Extract every line between the one with "Each matching instance of the concrete" and the end of the entries, both included, word for word and free of pictures.

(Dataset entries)
——

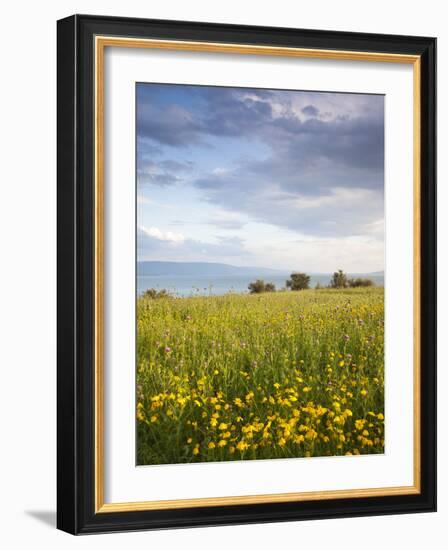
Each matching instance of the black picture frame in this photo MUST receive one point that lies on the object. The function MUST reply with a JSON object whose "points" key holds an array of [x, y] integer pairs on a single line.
{"points": [[76, 264]]}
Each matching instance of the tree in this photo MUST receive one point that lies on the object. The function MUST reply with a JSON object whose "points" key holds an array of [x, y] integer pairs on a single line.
{"points": [[339, 280], [154, 294], [298, 281], [257, 287], [353, 283]]}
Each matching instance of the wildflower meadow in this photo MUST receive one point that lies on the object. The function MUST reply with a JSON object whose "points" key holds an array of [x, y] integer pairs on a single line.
{"points": [[260, 376]]}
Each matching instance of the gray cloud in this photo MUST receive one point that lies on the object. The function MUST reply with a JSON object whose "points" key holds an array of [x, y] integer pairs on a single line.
{"points": [[324, 167], [155, 244]]}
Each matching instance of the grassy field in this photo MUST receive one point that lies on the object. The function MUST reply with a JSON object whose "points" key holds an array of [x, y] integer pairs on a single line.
{"points": [[276, 375]]}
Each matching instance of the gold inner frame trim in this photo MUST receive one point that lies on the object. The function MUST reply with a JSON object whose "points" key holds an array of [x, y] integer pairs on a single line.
{"points": [[101, 42]]}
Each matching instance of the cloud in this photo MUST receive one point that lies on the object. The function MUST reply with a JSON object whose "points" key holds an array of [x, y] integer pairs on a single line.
{"points": [[162, 172], [156, 233], [320, 172], [167, 246], [310, 110]]}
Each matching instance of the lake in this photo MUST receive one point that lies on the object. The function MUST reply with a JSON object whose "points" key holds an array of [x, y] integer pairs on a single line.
{"points": [[214, 285]]}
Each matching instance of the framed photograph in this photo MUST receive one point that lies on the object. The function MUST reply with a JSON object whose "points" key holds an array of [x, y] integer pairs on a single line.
{"points": [[246, 274]]}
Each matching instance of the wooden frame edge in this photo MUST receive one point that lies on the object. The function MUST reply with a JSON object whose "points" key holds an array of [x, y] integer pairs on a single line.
{"points": [[100, 507]]}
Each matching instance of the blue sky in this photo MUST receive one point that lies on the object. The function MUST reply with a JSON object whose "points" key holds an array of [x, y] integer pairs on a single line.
{"points": [[281, 179]]}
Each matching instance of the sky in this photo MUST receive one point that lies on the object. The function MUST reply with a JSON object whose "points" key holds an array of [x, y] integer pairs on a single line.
{"points": [[291, 180]]}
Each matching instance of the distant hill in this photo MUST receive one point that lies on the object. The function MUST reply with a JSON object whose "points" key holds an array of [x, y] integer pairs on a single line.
{"points": [[200, 269]]}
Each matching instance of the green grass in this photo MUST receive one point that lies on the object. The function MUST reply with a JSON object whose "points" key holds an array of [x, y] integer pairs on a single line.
{"points": [[287, 374]]}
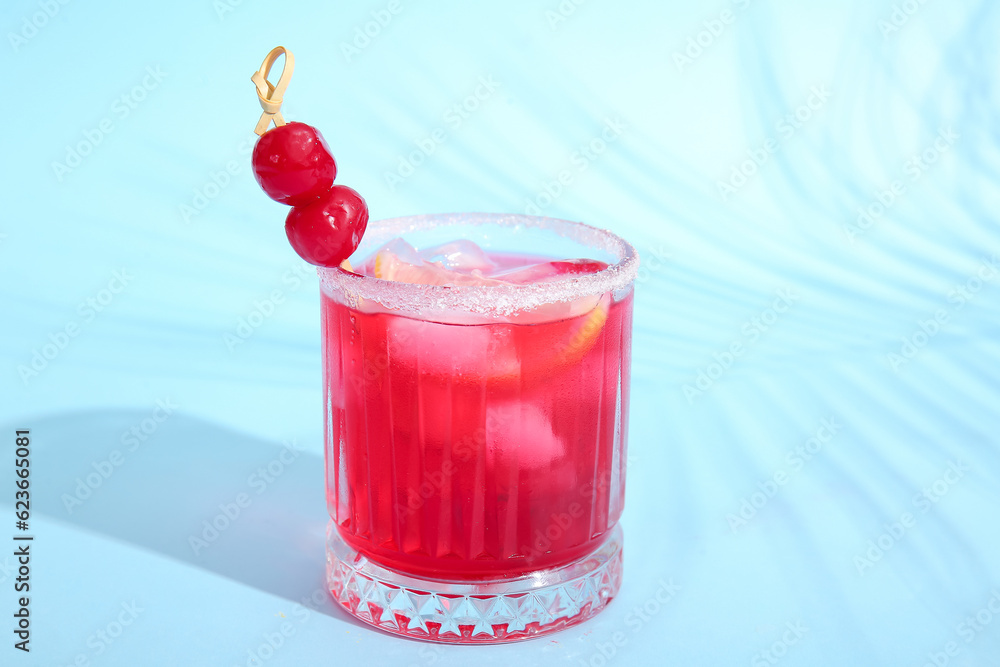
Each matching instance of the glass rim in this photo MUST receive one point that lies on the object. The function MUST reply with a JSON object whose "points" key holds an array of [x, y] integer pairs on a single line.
{"points": [[487, 299]]}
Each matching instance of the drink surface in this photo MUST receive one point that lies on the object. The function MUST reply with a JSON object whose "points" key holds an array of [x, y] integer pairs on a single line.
{"points": [[476, 450]]}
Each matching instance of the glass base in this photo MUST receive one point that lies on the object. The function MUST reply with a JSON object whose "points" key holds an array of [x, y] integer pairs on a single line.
{"points": [[484, 611]]}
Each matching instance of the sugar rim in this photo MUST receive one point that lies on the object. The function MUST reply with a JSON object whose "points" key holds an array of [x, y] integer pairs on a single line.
{"points": [[487, 299]]}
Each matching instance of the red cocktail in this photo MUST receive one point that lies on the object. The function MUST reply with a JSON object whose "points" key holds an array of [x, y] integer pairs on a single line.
{"points": [[476, 418]]}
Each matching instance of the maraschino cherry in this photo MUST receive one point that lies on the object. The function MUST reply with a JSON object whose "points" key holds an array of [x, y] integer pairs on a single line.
{"points": [[294, 166]]}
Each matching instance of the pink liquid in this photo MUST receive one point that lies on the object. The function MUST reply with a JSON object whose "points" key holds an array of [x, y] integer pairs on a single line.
{"points": [[475, 451]]}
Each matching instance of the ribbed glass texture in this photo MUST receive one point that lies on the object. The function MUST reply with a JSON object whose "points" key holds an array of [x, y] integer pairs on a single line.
{"points": [[460, 454]]}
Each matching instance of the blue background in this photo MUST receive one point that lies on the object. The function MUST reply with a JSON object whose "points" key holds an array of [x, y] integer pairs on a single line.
{"points": [[880, 339]]}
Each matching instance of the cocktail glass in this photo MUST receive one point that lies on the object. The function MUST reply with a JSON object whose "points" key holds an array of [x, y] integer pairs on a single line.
{"points": [[476, 435]]}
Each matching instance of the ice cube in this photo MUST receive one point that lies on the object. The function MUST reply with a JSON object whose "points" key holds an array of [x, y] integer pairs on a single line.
{"points": [[461, 255]]}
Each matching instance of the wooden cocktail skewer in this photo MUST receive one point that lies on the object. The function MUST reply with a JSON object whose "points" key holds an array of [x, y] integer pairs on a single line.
{"points": [[270, 95]]}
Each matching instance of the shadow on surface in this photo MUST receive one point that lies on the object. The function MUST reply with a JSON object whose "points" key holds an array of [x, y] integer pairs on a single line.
{"points": [[188, 472]]}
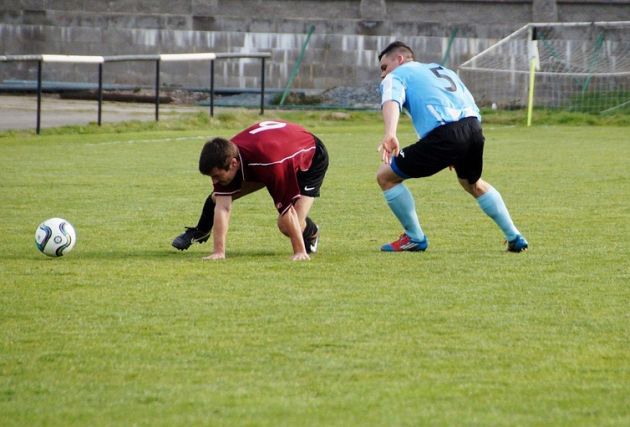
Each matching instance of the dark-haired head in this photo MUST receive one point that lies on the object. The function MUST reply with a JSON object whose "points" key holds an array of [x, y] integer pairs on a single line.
{"points": [[398, 47], [216, 153]]}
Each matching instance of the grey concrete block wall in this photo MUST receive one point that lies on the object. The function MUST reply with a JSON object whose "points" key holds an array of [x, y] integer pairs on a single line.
{"points": [[342, 51]]}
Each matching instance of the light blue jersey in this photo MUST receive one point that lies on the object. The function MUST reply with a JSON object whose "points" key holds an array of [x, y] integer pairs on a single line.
{"points": [[431, 94]]}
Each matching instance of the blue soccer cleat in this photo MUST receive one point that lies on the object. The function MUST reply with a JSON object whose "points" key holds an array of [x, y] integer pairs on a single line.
{"points": [[519, 244], [406, 244]]}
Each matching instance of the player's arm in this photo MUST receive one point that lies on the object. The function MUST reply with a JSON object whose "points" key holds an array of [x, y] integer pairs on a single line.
{"points": [[289, 224], [390, 146], [222, 210]]}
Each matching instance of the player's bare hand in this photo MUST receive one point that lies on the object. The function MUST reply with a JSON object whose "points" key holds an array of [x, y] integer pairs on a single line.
{"points": [[300, 256], [389, 147]]}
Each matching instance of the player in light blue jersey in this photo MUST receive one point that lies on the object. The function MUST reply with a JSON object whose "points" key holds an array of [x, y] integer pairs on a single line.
{"points": [[448, 124]]}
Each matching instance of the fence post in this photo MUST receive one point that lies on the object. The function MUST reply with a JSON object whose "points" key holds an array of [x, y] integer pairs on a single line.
{"points": [[100, 91], [296, 67], [39, 95], [212, 88], [157, 90], [262, 86]]}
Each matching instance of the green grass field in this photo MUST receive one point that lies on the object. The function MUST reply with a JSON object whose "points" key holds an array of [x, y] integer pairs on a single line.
{"points": [[127, 331]]}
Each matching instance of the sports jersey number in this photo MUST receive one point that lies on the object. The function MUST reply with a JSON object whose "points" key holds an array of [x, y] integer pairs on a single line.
{"points": [[436, 71], [267, 125]]}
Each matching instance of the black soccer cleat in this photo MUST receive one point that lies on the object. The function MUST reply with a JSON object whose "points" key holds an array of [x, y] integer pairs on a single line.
{"points": [[519, 244], [190, 236], [311, 242]]}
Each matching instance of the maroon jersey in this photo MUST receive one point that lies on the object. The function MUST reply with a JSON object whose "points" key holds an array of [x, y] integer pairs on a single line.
{"points": [[272, 153]]}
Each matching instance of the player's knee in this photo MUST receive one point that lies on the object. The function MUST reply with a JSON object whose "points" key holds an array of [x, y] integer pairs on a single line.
{"points": [[384, 179]]}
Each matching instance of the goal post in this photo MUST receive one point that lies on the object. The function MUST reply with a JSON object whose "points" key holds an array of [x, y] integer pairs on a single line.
{"points": [[579, 66]]}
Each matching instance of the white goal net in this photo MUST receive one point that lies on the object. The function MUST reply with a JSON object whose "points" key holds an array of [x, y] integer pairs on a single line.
{"points": [[581, 67]]}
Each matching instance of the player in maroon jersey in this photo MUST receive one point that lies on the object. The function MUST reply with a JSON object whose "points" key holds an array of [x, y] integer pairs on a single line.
{"points": [[281, 156]]}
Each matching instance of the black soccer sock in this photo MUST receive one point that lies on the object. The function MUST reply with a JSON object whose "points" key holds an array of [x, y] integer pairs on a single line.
{"points": [[206, 220], [309, 230]]}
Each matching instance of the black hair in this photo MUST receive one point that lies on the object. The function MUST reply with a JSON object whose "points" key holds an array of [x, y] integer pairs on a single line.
{"points": [[216, 153], [398, 46]]}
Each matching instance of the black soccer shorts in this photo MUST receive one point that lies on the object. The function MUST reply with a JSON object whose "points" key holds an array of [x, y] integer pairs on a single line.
{"points": [[311, 180], [458, 144]]}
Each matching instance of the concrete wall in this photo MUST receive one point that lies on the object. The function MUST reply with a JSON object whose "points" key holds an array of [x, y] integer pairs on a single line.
{"points": [[342, 51]]}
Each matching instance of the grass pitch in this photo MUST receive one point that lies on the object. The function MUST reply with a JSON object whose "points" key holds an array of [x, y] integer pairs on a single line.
{"points": [[127, 331]]}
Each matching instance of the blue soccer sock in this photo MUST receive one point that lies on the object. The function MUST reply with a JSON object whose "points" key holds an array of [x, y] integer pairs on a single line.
{"points": [[401, 202], [492, 204]]}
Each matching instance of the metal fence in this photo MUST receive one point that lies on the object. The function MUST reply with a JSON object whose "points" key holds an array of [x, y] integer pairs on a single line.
{"points": [[156, 58]]}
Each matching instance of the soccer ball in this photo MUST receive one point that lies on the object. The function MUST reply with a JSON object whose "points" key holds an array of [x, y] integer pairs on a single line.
{"points": [[55, 237]]}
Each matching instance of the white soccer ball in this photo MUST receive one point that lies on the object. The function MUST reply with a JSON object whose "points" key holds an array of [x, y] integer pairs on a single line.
{"points": [[55, 237]]}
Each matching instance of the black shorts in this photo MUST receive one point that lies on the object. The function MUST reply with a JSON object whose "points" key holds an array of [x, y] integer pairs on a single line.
{"points": [[311, 180], [458, 144]]}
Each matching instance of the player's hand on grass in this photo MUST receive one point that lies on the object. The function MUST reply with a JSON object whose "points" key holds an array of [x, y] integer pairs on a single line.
{"points": [[389, 148], [300, 256]]}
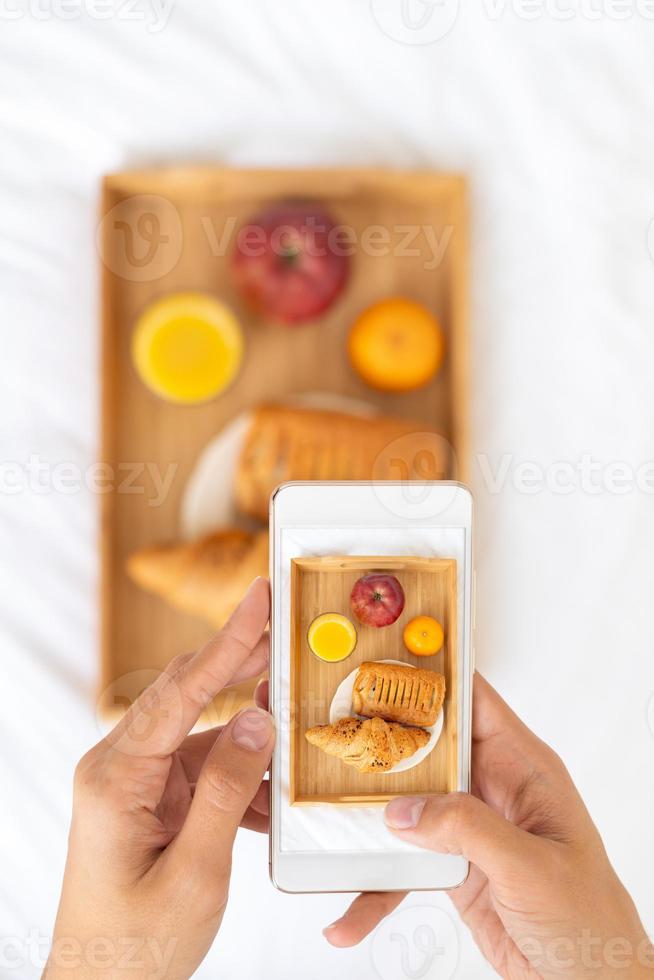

——

## EXERCISE RESULT
Each matching instance of the concrete wall in this photo MUST receive one point that lies on the object. The function MUST reply with a JSON object whose "points" key holds an array of [x, y] integer pairs on a single line.
{"points": [[342, 51]]}
Each matching instance of the grass pitch in this photo MUST receive one point that lies on the object. The function MUST reply with a JSON object whose "points" key holds an array of [x, y] integer pairs on a single line.
{"points": [[127, 331]]}
Each matching instance of the blue soccer sock in this photo MUST receive one point that lies on the object. The function MUST reply with a JSON object whose "points" key holds an array of [x, y] integer pairs on a single line.
{"points": [[401, 202], [492, 204]]}
Each matching instance of the metal fence in this photo MUST receive one point that lies on the object. The function MUST reply with a JSON object whose "points" key holds an array of [x, y] integer pairs on a single line.
{"points": [[156, 58]]}
Each matching instance of the soccer ball in this photo MUST receive one point that lies on the object. The function MUST reply with a JSON object whose "points" key holds an array of [x, y] integer pairs on a single line.
{"points": [[55, 237]]}
Each matching instance of the white soccer ball in this photo MUST receive one point that lies on the object. The function MUST reply with a JSON object whose "points" key holds an array of [x, y] integer pairs on a single line.
{"points": [[55, 237]]}
Each matching instance of the black shorts in this photo MUST receive one point that lies on the object. The function MUST reply with a JSON object whose "points" key holds an array of [x, y] integer pairs on a single line.
{"points": [[311, 180], [458, 144]]}
Each matching instance of the player's hand on grass in this photo MUST receive one point that lies on the object. The function MUST reply with a JSON object whose "points" key holds an array of [x, y] integer pairs on a single line.
{"points": [[389, 148], [300, 256]]}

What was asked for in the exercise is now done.